» ASSIGNED TASK: Each line of the listing that contains "surface" should be found and copied.

» RECORDS TO USE:
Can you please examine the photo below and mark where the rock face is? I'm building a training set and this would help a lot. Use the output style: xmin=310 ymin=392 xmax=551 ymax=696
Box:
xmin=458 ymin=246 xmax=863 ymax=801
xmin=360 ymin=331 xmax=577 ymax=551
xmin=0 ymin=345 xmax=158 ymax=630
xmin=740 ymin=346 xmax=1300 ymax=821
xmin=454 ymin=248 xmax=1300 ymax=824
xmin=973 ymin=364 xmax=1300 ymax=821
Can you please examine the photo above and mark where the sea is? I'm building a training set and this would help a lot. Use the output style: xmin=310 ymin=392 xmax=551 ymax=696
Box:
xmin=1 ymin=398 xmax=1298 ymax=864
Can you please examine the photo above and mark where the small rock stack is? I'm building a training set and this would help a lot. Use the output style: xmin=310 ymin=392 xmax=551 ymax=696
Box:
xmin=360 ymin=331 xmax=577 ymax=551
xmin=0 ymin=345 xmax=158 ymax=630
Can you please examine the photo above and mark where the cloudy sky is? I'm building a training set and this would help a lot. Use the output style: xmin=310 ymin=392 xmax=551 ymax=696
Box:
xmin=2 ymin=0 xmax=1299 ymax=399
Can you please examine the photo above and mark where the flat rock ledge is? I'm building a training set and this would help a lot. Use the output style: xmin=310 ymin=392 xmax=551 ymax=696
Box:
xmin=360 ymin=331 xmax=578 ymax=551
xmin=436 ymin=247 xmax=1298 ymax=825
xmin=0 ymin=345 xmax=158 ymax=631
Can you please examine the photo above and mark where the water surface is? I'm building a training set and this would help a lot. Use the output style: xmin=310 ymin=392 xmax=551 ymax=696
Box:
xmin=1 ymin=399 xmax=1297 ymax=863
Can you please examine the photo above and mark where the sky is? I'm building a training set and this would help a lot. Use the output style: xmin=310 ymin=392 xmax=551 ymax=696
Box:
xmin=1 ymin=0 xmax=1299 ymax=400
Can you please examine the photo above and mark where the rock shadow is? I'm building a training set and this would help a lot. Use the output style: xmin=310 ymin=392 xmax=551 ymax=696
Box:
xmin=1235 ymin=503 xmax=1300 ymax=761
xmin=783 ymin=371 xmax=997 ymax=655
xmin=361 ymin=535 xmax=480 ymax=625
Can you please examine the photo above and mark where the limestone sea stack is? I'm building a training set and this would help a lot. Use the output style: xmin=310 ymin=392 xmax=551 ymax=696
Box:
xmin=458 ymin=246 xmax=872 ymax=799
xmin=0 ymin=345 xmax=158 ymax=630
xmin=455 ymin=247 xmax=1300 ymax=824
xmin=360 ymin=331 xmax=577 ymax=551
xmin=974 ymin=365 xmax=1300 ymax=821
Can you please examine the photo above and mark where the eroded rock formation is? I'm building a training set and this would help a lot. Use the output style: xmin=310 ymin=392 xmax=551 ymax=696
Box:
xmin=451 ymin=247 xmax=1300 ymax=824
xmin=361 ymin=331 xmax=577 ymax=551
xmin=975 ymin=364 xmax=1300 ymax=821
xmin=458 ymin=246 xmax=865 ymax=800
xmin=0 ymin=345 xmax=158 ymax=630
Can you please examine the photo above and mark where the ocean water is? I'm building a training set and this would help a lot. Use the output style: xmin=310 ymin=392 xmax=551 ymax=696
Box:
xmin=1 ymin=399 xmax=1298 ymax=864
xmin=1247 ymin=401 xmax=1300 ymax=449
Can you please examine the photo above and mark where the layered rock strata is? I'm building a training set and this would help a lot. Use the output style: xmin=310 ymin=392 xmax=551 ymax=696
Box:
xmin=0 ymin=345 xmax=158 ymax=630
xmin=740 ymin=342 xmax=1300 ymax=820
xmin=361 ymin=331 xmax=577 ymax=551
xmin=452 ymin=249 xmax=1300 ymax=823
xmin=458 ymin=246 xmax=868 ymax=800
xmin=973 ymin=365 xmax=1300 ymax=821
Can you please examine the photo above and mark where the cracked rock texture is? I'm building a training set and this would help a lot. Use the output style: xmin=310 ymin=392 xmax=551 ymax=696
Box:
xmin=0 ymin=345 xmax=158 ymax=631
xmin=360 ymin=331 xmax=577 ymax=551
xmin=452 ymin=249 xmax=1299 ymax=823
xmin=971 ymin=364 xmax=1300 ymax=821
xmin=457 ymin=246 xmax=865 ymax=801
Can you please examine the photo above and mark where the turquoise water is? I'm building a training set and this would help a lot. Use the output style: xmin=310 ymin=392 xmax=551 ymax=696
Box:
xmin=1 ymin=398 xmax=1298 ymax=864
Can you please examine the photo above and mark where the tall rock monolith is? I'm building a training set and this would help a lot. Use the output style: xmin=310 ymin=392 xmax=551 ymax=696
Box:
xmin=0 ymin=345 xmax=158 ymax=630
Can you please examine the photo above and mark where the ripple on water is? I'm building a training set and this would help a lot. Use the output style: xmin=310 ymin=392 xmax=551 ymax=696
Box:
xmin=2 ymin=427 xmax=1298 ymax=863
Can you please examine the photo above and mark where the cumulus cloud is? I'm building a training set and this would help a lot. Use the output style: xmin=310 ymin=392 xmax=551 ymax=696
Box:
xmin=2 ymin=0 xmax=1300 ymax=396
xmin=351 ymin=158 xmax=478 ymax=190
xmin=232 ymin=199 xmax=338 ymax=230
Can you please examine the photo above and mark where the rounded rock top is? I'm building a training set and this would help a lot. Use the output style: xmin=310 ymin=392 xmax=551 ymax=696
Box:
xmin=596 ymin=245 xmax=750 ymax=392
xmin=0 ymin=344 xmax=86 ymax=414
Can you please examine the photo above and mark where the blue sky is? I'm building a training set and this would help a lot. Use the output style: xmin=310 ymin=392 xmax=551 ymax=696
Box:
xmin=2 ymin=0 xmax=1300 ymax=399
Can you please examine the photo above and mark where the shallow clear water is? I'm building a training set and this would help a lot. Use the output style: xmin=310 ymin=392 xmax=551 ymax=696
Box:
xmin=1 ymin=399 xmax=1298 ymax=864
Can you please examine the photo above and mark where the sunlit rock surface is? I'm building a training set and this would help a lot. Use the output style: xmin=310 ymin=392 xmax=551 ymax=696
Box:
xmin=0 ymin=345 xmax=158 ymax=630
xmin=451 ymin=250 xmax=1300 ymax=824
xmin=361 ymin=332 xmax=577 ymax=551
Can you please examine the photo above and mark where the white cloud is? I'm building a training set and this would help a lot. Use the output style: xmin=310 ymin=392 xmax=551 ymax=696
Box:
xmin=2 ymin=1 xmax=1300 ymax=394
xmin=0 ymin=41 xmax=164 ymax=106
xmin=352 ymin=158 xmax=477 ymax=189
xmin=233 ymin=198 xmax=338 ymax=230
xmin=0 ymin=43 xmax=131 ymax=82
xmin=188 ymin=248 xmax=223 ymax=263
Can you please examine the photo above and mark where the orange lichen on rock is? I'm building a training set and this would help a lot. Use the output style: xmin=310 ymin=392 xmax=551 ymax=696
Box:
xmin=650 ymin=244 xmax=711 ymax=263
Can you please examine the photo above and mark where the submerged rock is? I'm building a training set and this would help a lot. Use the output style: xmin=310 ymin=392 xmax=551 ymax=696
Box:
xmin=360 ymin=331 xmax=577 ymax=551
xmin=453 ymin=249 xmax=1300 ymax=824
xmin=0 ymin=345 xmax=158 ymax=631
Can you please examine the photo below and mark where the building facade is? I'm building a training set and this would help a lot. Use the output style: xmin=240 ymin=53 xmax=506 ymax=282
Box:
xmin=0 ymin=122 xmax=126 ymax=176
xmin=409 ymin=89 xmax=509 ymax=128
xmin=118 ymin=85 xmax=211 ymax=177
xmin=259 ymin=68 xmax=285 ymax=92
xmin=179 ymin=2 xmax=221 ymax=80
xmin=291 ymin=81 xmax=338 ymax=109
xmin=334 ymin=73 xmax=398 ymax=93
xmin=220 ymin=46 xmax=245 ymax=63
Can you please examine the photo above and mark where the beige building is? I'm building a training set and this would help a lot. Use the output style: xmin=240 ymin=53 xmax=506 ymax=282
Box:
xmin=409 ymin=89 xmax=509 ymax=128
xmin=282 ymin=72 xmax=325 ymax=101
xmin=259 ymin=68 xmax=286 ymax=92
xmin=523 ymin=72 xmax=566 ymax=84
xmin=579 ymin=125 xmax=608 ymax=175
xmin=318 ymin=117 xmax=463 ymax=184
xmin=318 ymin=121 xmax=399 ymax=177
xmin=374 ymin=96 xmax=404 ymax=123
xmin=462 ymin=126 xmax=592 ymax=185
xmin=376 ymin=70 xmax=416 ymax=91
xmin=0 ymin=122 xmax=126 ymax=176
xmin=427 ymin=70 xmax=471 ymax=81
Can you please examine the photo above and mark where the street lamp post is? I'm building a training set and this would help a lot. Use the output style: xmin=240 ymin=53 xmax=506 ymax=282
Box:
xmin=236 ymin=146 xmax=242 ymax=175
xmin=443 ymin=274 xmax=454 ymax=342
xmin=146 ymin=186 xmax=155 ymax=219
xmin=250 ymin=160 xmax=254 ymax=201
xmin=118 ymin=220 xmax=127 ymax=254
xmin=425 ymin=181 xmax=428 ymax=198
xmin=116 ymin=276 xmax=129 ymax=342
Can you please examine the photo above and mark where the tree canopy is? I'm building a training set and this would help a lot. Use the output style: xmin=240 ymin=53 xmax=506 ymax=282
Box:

» WRITTEN ANSWER:
Can you please examine the photo above and mark where the water surface is? I'm building a training set and this would help a lot. Use the output style: xmin=310 ymin=392 xmax=551 ymax=696
Can you please examine the photo above and mark where the sunlit rock surface is? I'm building a training set and this would help a lot. Use the output style: xmin=310 ymin=392 xmax=551 ymax=696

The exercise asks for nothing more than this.